● AIM OF THE TASK:
Pick out and copy every line in the records below that contains the word "grass".

● DATA EXTRACT:
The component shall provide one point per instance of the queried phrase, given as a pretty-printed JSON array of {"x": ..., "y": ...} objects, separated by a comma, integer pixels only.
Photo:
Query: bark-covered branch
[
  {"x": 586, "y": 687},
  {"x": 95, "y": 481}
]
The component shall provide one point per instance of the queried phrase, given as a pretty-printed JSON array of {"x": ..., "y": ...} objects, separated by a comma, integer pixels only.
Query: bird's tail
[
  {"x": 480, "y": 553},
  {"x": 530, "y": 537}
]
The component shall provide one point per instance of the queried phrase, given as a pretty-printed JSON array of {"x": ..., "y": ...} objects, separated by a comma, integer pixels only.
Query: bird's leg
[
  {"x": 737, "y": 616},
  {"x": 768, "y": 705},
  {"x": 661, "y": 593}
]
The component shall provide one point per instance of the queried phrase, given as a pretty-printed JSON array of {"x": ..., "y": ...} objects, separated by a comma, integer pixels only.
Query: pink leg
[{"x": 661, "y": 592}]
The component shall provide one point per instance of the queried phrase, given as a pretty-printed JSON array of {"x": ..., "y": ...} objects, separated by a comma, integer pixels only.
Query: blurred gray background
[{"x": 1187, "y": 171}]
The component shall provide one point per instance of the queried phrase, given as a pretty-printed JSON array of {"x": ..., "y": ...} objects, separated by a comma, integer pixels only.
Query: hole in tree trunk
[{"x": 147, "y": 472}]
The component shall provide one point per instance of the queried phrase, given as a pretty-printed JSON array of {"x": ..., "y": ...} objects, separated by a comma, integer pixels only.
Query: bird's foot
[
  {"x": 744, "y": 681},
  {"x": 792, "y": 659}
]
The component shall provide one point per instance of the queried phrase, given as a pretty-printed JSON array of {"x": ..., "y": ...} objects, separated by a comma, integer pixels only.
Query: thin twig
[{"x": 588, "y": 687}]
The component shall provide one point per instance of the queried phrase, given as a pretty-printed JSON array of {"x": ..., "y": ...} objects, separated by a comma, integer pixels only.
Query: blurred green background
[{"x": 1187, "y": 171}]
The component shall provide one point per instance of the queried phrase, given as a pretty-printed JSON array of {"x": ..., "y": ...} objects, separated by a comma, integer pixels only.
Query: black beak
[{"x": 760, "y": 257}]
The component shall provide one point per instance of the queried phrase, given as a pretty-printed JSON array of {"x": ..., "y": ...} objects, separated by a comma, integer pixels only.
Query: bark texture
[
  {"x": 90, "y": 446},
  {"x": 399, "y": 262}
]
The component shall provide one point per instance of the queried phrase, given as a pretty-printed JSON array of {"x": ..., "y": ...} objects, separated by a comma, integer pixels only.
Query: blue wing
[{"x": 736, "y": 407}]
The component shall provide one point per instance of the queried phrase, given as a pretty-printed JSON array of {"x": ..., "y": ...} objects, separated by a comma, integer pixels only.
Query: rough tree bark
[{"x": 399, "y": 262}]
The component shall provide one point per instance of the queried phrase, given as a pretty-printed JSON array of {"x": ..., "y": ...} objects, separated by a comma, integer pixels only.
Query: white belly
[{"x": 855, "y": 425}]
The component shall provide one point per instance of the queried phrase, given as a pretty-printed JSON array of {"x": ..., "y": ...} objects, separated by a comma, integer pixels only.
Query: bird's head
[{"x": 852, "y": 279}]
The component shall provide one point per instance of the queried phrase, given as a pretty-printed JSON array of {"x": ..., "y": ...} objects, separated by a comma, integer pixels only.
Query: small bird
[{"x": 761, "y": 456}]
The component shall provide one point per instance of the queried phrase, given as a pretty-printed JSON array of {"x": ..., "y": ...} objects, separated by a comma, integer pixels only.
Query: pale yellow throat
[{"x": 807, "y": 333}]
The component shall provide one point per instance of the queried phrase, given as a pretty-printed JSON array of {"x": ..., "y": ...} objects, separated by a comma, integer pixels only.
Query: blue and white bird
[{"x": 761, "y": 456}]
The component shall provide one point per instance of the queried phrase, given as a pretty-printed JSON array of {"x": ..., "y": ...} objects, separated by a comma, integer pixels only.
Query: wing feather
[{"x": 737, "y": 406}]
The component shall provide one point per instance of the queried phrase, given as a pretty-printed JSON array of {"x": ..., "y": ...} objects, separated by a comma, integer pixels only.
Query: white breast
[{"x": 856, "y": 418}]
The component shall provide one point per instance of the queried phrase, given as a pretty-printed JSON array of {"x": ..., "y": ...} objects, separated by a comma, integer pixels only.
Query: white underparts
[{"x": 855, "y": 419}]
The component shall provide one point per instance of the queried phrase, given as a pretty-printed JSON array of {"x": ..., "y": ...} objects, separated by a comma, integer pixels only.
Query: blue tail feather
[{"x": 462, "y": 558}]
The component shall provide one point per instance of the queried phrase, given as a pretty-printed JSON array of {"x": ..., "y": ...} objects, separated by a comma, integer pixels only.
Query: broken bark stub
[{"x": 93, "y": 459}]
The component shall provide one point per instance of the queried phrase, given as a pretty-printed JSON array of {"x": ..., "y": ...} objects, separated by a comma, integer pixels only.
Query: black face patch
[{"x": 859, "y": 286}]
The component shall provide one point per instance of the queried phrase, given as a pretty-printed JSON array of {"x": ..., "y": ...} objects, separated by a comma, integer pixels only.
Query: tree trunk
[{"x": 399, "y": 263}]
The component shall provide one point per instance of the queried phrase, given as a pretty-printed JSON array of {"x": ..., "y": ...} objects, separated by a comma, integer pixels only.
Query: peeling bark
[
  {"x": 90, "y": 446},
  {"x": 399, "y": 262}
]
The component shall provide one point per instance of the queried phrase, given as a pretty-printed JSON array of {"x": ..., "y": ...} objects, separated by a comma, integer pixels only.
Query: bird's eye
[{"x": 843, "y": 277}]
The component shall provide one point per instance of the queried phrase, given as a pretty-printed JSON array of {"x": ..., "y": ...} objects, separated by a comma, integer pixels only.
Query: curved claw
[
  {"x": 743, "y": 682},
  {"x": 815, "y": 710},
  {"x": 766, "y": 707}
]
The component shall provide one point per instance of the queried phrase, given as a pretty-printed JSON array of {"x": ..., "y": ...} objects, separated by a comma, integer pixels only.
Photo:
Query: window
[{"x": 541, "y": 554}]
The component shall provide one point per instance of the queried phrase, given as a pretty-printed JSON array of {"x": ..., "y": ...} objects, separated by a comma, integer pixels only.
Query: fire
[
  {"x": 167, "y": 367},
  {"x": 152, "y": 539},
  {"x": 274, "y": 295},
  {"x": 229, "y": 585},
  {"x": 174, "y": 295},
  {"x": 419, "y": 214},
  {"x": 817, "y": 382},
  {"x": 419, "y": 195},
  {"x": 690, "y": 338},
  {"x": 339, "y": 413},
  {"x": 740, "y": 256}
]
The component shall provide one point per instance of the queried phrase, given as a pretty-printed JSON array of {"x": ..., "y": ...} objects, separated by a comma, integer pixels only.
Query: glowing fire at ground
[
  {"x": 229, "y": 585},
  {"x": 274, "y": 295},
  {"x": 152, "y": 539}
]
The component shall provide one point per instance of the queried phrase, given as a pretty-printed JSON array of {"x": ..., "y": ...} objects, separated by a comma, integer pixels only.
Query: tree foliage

==

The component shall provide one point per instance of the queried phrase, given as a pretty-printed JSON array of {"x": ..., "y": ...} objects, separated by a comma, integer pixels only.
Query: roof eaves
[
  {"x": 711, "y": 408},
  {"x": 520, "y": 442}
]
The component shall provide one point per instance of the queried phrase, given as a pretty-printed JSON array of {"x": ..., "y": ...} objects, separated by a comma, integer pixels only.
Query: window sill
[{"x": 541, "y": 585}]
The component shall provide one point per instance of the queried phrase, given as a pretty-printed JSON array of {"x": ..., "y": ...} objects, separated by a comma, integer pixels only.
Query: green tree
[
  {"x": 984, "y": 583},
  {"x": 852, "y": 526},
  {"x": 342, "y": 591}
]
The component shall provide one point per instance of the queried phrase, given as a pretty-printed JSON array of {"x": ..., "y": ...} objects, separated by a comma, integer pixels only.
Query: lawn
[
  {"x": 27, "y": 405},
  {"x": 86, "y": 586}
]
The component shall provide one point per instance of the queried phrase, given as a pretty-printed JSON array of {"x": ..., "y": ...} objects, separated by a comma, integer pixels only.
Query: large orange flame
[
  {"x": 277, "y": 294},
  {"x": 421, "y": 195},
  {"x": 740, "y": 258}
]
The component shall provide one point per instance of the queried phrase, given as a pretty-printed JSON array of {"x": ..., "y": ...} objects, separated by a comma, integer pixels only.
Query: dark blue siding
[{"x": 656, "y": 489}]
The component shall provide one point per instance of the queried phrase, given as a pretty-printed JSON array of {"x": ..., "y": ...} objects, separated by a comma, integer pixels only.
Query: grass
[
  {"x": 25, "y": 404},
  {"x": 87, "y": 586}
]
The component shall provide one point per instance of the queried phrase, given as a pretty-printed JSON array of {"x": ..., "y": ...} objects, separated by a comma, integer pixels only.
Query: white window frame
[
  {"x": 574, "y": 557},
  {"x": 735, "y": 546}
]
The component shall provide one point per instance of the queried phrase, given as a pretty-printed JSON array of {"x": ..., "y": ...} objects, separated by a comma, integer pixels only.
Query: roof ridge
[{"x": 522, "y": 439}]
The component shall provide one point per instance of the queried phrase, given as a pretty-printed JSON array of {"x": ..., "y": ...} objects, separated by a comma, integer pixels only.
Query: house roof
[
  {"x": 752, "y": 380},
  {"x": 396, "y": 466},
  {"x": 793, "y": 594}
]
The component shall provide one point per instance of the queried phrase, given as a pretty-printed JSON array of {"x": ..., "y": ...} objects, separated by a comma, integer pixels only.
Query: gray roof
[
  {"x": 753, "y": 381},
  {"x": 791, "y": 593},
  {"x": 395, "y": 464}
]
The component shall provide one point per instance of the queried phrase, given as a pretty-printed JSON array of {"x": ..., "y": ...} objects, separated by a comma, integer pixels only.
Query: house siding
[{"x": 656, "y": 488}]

==

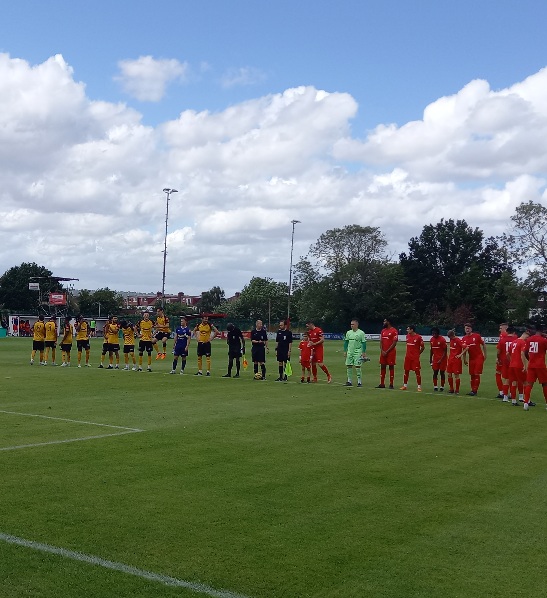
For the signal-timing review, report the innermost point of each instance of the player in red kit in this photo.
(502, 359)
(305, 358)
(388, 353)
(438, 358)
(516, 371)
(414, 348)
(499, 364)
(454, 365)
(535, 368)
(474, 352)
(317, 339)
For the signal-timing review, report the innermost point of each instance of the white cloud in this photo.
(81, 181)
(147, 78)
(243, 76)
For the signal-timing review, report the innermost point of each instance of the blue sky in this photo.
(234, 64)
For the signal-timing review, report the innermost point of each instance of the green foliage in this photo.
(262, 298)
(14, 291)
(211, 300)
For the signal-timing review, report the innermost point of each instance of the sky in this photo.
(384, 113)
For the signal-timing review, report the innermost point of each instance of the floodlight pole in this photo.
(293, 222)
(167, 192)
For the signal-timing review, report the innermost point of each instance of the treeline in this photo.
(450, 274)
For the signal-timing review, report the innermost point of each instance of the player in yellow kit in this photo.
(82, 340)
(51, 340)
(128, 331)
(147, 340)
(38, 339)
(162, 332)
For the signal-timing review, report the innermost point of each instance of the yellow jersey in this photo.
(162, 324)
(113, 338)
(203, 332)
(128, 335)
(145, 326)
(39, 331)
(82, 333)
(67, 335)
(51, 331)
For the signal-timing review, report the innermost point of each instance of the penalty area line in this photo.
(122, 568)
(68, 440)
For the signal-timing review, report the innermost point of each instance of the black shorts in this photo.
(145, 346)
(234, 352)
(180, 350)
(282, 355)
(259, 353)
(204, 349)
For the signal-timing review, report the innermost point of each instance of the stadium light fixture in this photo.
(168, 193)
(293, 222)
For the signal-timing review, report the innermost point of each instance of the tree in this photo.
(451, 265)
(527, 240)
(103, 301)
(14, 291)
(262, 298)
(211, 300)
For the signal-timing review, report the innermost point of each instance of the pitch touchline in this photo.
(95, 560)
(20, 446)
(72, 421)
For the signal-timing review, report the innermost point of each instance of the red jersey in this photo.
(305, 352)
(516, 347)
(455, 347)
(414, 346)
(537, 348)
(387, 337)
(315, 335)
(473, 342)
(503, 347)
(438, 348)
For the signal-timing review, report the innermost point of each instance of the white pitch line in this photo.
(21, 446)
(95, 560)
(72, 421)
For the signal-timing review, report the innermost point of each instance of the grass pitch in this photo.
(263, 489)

● ANSWER IN FULL:
Query: grass
For the signal-timing review, report the innermost point of each instance of the grass pitch in this photo.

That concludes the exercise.